Task brief –
In the entries below, find the line containing "Find the dog's mouth". Copy it and all lines after it, exactly, through the end.

#### Dataset content ####

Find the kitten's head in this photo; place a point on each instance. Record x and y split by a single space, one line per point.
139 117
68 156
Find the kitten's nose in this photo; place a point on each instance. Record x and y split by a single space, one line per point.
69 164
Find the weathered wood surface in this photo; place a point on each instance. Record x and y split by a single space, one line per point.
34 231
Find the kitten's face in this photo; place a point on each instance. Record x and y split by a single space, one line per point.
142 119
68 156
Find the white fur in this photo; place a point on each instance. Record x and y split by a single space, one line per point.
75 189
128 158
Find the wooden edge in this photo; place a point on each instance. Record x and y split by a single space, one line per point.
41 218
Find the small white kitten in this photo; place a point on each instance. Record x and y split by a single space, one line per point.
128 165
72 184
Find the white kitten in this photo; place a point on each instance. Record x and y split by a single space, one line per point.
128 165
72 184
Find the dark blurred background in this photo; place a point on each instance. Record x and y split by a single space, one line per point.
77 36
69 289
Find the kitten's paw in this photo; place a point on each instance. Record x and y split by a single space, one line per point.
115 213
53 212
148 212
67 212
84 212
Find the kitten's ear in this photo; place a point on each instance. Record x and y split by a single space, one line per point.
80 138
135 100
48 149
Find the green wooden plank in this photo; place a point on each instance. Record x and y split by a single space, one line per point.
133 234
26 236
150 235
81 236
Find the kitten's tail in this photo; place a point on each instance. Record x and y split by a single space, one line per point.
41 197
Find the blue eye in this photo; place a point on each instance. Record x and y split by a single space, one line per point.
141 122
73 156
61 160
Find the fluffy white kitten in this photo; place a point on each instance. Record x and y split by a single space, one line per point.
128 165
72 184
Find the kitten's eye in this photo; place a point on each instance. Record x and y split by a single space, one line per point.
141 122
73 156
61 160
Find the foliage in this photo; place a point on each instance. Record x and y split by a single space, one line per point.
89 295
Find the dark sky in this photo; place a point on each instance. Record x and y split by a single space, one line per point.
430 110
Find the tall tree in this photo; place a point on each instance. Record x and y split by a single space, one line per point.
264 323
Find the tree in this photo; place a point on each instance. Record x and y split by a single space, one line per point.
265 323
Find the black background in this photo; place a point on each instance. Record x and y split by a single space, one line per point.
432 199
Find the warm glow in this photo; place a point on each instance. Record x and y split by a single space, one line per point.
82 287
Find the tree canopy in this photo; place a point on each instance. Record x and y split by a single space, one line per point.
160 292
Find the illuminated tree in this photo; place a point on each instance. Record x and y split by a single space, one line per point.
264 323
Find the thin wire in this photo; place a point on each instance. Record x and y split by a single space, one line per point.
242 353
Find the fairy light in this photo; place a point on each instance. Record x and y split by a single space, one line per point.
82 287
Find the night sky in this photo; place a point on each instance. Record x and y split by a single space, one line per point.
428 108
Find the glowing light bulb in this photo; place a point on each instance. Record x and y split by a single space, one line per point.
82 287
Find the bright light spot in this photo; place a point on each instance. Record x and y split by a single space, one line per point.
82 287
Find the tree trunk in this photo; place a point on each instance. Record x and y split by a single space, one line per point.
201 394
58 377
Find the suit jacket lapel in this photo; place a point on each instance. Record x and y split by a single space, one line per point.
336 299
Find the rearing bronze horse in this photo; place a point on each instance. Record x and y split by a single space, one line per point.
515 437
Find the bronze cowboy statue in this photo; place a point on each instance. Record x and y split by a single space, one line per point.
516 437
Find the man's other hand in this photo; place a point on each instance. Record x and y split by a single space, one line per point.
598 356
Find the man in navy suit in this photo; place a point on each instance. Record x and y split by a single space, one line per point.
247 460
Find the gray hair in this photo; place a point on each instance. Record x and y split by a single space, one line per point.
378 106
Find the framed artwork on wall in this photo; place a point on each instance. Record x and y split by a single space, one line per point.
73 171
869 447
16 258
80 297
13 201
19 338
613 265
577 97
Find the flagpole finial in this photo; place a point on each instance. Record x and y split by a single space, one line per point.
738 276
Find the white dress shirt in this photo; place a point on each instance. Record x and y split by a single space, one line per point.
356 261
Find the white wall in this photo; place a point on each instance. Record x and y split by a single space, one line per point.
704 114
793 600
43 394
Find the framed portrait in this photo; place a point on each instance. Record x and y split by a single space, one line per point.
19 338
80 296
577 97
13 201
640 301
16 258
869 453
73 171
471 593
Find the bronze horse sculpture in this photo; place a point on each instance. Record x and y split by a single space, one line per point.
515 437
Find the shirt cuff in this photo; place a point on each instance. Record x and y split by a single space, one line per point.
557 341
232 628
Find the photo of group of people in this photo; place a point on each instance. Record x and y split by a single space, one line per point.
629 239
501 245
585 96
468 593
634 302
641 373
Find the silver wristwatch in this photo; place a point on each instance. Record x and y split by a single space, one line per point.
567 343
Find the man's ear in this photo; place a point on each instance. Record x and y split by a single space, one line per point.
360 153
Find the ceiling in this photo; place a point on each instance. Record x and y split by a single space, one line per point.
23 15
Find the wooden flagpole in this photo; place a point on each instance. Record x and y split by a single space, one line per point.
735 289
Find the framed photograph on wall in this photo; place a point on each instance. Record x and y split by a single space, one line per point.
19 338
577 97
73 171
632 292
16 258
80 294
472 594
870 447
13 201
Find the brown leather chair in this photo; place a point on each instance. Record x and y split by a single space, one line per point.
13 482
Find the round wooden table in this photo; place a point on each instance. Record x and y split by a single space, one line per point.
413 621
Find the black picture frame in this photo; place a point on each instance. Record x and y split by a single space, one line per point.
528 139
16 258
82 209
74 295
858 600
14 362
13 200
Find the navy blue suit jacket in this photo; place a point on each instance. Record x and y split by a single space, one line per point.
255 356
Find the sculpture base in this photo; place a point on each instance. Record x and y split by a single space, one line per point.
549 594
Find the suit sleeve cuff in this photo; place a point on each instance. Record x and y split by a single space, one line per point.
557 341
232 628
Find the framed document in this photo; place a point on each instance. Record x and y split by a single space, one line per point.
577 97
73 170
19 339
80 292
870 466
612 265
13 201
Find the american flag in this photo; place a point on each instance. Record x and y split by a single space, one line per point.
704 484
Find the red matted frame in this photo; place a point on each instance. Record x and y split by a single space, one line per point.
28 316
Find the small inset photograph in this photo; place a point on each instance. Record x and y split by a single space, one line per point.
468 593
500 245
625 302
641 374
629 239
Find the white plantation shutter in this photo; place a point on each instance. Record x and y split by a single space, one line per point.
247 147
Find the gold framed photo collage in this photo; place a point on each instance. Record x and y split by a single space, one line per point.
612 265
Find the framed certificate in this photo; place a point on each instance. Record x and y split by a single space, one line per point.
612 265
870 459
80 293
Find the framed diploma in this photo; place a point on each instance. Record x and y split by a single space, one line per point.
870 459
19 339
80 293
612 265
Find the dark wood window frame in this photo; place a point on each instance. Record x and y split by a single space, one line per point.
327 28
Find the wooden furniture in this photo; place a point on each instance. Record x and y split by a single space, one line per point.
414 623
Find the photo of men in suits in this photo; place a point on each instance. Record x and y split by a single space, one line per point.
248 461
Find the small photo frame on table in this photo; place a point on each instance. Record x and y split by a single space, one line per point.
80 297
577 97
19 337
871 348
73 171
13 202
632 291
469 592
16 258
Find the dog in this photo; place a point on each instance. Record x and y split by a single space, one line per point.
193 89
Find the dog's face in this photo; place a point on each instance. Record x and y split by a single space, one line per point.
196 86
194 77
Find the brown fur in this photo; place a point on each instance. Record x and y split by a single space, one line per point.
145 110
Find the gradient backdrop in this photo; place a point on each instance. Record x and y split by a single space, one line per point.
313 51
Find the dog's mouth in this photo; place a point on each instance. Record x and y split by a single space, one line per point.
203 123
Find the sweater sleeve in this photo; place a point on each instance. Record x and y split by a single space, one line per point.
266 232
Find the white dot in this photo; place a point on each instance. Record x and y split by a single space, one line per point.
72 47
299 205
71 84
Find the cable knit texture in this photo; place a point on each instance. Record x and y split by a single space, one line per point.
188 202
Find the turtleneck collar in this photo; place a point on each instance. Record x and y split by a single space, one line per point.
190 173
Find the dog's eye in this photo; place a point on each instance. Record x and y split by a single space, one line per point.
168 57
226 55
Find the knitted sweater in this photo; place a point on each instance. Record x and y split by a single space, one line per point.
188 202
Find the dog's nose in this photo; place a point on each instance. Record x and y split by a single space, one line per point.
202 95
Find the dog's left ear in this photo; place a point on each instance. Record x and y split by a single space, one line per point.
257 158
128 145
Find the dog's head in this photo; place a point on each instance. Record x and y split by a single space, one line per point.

####

Solution to the exercise –
Find the dog's mouth in this photo; place a point on each instance. Record x and y split by a single space, one line per point.
203 123
Find the sweater sleeve in this photo; place a point on each instance. Record x and y split by a single space, one line per point.
266 232
Find the white dot in this photo; place a point on each instance. Record x and y split by a single space, one line per point.
72 47
299 205
71 84
Find the cable knit texture in this photo; place a point on each instance. Record x and y split by a single space, one line per point.
188 202
Find the turtleneck collar in this photo; place a point on each instance. Record x and y split by a single space, one line per point.
190 173
Find the dog's eye in this photo; place a point on each instance. Record x and y split by a single space, one line per point.
168 57
226 55
Find the knitted sweater in this photo; place a point on each instance. Record x and y split by a single space, one line per point.
188 202
Find the dog's nose in this photo; place a point on each instance. Record x and y split by a single space, one line per point.
202 95
Find the dog's left ear in this photo; place a point on each instance. Record x and y split by a single space, one line per point.
257 158
128 145
Find the dog's head in this photo; place a point on each instance. Record x and y split by a single space, one line per point.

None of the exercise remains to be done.